Exercise brief: List every line in the data below that contains the string "panel".

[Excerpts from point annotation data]
☆ ☆ ☆ ☆

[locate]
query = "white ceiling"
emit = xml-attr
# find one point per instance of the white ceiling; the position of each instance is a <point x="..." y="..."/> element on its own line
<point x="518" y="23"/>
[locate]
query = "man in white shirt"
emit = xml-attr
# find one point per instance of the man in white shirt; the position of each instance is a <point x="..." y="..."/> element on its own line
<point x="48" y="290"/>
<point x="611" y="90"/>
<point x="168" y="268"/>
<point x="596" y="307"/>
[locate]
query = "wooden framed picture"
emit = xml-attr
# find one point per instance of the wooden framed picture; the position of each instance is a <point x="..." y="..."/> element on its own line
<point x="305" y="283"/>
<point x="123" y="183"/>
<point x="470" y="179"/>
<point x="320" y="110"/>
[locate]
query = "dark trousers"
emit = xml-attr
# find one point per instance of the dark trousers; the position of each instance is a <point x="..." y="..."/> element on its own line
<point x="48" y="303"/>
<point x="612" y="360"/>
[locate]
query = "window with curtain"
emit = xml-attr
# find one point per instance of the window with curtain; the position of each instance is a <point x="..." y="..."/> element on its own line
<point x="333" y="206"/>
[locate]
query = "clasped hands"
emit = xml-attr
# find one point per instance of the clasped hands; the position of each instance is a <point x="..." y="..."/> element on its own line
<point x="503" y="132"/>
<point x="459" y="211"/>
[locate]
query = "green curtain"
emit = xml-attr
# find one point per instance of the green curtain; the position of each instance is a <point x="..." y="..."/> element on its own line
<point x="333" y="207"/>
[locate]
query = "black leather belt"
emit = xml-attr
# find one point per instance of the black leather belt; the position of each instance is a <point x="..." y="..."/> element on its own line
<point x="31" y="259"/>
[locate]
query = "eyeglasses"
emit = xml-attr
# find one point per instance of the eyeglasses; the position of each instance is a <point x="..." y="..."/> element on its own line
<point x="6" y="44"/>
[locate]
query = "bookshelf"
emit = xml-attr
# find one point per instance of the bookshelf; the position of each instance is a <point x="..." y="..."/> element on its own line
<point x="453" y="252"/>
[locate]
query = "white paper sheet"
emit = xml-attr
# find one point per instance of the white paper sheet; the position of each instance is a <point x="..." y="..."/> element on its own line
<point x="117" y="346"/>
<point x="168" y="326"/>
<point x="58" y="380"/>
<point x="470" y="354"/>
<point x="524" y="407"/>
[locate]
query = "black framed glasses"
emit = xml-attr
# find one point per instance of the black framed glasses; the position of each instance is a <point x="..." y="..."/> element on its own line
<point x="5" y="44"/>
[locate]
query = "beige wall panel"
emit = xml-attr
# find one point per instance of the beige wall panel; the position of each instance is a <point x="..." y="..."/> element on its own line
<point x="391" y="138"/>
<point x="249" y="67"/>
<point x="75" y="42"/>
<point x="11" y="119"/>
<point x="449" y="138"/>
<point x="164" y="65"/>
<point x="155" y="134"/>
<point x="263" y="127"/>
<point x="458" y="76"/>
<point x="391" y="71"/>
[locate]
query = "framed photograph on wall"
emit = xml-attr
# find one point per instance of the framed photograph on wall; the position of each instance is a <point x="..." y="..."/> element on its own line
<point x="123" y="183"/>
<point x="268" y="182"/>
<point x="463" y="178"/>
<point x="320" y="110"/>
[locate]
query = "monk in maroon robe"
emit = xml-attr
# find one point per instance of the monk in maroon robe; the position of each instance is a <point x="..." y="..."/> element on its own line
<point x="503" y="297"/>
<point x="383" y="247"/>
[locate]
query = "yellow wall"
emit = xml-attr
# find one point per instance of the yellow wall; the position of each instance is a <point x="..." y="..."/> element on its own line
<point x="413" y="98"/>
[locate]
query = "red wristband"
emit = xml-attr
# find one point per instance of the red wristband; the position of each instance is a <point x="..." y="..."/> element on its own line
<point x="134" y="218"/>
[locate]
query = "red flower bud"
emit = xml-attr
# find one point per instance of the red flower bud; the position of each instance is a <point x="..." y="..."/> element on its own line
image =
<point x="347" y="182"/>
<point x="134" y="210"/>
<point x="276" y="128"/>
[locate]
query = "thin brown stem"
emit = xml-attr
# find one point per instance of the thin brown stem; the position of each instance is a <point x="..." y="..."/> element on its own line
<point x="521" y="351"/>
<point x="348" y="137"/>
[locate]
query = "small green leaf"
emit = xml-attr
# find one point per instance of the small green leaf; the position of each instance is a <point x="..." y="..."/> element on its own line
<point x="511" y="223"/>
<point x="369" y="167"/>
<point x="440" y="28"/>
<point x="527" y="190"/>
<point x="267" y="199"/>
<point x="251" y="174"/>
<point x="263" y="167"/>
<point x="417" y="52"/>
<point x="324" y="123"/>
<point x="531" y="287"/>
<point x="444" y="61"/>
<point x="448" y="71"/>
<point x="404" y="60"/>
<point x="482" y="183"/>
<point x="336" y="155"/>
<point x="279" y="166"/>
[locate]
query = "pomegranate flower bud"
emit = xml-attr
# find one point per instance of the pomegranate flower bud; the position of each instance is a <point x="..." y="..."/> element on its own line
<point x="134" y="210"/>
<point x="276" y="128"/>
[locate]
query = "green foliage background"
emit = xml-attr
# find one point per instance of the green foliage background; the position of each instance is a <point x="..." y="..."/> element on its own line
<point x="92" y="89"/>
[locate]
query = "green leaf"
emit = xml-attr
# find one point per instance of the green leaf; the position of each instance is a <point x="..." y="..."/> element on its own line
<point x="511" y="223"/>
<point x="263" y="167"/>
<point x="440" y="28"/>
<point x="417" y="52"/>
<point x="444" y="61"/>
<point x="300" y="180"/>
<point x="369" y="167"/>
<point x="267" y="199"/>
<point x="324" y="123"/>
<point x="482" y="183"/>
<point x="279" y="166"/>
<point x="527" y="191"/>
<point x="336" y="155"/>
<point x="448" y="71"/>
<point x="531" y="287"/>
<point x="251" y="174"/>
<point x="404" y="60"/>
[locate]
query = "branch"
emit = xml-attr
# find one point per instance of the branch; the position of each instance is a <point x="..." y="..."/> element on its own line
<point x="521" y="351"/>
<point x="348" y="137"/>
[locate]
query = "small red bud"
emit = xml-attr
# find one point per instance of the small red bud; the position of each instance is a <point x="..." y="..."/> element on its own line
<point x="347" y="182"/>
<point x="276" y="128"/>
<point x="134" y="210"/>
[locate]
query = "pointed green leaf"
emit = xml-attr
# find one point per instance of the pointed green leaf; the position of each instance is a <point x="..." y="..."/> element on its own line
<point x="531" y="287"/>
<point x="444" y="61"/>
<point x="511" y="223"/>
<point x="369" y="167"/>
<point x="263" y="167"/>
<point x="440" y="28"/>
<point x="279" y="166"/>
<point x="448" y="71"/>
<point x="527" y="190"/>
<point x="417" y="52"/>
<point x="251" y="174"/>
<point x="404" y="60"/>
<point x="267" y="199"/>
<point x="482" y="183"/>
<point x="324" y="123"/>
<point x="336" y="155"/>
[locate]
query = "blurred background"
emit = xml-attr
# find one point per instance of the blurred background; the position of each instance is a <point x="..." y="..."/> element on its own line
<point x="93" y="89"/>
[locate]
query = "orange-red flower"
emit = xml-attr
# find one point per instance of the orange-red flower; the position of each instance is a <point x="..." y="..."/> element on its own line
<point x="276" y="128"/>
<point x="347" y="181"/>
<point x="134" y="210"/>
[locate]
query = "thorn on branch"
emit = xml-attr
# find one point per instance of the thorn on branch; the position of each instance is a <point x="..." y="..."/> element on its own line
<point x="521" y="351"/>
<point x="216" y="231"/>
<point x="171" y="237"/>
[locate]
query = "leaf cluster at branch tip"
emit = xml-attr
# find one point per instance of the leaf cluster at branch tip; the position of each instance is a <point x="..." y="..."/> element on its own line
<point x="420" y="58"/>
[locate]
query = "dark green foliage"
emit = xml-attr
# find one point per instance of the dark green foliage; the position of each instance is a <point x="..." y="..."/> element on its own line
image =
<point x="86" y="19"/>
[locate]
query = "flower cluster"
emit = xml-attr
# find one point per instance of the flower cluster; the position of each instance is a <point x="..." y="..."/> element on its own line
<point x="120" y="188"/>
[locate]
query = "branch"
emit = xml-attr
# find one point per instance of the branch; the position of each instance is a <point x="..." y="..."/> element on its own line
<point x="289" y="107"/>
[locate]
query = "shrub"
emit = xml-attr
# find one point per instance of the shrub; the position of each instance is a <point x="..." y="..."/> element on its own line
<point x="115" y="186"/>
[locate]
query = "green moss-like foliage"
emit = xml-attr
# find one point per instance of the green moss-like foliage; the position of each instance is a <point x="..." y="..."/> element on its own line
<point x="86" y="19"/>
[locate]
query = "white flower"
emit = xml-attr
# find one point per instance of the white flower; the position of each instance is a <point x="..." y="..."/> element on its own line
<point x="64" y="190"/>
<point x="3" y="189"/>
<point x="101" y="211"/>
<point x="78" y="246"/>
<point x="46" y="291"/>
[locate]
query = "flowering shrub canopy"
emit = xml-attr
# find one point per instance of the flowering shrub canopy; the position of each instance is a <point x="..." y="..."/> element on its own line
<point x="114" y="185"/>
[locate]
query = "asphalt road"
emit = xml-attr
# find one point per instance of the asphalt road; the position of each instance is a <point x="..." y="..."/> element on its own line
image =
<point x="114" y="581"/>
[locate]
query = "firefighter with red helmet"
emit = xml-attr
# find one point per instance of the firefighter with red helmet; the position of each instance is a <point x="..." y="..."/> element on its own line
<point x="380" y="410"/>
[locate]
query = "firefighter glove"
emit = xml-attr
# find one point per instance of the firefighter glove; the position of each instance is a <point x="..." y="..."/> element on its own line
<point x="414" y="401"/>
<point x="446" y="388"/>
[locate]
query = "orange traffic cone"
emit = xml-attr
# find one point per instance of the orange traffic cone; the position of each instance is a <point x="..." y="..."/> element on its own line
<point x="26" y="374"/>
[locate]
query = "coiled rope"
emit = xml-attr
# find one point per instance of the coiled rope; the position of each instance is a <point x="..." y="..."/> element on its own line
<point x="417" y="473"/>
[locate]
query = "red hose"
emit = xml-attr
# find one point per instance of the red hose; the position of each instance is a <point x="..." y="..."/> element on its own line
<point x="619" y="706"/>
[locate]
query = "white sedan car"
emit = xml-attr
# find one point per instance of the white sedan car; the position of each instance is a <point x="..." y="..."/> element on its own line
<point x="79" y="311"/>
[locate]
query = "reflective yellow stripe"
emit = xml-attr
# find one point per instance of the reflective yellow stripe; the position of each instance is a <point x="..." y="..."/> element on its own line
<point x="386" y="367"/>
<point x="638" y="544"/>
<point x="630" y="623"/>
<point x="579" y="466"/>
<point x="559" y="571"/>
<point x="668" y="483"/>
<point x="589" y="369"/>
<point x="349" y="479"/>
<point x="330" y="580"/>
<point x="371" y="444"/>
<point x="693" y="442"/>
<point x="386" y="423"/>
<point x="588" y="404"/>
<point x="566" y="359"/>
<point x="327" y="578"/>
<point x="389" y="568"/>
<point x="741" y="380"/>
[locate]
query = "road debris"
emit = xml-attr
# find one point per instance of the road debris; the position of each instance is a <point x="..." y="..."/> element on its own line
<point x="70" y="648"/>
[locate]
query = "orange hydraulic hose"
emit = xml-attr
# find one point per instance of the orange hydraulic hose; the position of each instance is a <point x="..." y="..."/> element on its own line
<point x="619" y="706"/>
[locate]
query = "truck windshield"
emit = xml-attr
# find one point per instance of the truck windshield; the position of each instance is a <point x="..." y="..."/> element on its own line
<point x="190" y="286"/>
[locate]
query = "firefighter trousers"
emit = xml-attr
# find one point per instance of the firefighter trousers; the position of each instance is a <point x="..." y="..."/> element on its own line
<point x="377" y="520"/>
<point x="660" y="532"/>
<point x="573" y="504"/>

☆ ☆ ☆ ☆

Solution below:
query = "beige wall panel"
# find one point per instance of the beige wall panel; the position of each instance is a <point x="..." y="..."/> element on its own line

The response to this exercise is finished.